### Document segment

The act of February 24, 1937, so far as it refers to death of “nominee” clearly describes a vacancy in term, and provides for supplying it by an election by the people. Properly construed in the light of the facts, the decision in Pittman v. Ingram, supra, simply held that there was no such vacancy as to authorize an appointment by the Governor. This was the only question then before the court, and a decision of more would have been without authority and obiter. Since no election was then under consideration, that decision did not hold, and could not have held, that the same facts would not constitute such a vacancy as might be filled by an election by the people, pursuant to law. See, in this connection, McCleskey v. Zimmer, 144 Ga. 834 (supra); Cason
While we have not discussed the contentions of the defendant in error numerically or separately as they were stated by counsel, they have all been considered; and on the facts stated in the petition it is our opinion that the plaintiff, John 0. Mitchell, is entitled to the office in- question, and that the court erred in sustaining the demurrer and dismissing the petition.

######
### Source material

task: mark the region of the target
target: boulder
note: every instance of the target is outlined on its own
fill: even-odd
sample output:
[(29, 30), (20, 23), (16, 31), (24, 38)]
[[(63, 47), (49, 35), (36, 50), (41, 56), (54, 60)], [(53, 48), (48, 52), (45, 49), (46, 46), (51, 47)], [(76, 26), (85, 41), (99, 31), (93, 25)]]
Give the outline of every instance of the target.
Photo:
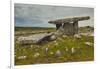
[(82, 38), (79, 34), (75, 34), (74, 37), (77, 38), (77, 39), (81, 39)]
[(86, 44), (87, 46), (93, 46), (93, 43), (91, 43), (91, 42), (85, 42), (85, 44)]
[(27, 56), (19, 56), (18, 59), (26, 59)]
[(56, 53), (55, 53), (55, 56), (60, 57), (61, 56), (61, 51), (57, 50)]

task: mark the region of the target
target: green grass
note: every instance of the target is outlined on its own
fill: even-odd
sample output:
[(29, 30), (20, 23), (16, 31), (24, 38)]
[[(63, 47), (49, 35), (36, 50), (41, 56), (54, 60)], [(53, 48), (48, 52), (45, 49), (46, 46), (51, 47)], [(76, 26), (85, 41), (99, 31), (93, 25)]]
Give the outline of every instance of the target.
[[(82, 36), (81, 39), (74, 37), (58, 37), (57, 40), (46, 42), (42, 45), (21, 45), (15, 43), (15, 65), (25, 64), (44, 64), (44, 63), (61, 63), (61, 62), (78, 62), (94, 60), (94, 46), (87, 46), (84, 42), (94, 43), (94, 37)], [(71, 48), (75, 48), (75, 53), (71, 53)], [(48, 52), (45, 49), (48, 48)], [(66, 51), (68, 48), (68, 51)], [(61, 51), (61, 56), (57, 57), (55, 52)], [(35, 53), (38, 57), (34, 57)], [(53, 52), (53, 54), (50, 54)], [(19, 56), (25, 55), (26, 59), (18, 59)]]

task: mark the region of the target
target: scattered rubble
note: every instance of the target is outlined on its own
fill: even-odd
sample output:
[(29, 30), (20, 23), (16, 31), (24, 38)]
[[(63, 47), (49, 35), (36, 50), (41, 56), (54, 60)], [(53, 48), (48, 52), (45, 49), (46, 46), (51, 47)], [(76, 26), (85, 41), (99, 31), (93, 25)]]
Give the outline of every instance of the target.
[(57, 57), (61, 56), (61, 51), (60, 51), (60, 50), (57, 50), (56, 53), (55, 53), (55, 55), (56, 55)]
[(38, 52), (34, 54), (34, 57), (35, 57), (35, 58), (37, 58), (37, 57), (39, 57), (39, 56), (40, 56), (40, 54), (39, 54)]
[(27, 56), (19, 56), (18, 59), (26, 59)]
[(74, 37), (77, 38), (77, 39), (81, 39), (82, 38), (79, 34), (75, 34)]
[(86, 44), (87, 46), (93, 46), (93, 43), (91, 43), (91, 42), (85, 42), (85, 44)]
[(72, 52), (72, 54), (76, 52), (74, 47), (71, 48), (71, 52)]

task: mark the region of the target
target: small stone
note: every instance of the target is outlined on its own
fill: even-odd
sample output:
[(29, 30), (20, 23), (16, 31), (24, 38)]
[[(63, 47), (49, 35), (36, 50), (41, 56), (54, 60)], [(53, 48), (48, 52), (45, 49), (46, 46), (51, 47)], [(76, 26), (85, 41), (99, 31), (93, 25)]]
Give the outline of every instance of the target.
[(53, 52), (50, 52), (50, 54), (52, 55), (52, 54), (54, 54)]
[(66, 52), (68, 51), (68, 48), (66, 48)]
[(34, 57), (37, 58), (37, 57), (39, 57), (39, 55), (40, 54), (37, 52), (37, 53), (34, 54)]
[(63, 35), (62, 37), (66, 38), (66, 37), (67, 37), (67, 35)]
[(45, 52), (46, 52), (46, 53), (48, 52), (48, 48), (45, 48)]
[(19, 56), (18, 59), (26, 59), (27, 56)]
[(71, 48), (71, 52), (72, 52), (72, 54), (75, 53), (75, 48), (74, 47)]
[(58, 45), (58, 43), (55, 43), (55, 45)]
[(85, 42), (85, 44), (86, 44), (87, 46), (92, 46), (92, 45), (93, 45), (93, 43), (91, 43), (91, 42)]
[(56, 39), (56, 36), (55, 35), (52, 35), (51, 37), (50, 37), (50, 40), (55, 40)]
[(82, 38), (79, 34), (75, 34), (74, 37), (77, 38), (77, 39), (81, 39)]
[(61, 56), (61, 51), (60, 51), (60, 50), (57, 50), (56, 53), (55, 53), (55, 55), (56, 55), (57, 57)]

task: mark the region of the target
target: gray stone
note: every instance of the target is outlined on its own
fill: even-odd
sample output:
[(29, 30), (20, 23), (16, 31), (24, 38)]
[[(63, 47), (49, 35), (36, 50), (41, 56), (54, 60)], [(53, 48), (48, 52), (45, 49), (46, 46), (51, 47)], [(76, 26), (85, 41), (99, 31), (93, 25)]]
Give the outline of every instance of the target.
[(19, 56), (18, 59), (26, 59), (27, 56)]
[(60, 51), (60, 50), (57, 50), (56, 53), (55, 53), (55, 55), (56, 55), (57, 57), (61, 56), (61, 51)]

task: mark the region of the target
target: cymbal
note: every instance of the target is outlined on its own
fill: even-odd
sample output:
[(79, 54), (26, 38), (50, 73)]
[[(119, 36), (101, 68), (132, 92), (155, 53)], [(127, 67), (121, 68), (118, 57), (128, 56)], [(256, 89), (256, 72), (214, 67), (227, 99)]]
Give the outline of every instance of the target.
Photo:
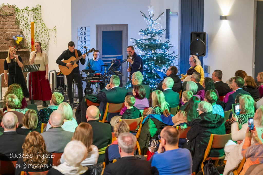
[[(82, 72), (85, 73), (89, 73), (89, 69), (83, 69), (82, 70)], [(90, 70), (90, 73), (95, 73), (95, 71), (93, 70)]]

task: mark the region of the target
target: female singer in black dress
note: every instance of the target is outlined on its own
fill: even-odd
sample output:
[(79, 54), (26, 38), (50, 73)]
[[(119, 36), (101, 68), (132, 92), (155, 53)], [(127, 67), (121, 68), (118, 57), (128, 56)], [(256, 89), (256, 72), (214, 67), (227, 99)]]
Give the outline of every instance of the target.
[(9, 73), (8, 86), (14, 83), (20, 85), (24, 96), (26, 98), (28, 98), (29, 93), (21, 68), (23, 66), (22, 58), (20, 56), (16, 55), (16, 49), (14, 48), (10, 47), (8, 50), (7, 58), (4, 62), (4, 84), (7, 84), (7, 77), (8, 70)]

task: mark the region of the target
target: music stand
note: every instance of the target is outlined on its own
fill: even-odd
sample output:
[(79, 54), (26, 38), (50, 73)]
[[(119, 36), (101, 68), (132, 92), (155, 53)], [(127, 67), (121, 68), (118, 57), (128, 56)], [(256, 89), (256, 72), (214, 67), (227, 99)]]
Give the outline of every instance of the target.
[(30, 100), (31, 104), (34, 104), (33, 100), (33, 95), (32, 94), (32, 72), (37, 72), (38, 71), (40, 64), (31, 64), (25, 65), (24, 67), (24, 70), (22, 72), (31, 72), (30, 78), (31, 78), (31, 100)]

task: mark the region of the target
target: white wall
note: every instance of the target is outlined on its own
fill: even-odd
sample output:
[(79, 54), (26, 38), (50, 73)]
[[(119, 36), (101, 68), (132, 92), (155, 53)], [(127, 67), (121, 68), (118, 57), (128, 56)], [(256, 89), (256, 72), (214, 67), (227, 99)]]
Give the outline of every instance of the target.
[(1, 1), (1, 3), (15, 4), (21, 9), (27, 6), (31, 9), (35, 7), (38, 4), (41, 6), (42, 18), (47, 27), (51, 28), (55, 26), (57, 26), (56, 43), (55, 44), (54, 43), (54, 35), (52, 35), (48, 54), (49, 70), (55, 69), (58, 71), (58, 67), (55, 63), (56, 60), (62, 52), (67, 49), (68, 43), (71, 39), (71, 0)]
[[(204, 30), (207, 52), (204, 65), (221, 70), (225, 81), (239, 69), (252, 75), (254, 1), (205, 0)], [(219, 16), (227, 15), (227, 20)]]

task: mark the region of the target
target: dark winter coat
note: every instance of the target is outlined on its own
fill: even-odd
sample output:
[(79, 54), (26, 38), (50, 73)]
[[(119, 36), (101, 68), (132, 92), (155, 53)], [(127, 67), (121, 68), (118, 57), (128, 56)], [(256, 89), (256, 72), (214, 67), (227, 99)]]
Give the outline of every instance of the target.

######

About this exercise = Copy out the court opinion excerpt on filling the office vacancy in full, word for word. The entries have no connection to the court opinion excerpt.

Output for this task =
The act of February 24, 1937, so far as it refers to death of “nominee” clearly describes a vacancy in term, and provides for supplying it by an election by the people. Properly construed in the light of the facts, the decision in Pittman v. Ingram, supra, simply held that there was no such vacancy as to authorize an appointment by the Governor. This was the only question then before the court, and a decision of more would have been without authority and obiter. Since no election was then under consideration, that decision did not hold, and could not have held, that the same facts would not constitute such a vacancy as might be filled by an election by the people, pursuant to law. See, in this connection, McCleskey v. Zimmer, 144 Ga. 834 (supra); Cason
While we have not discussed the contentions of the defendant in error numerically or separately as they were stated by counsel, they have all been considered; and on the facts stated in the petition it is our opinion that the plaintiff, John 0. Mitchell, is entitled to the office in- question, and that the court erred in sustaining the demurrer and dismissing the petition.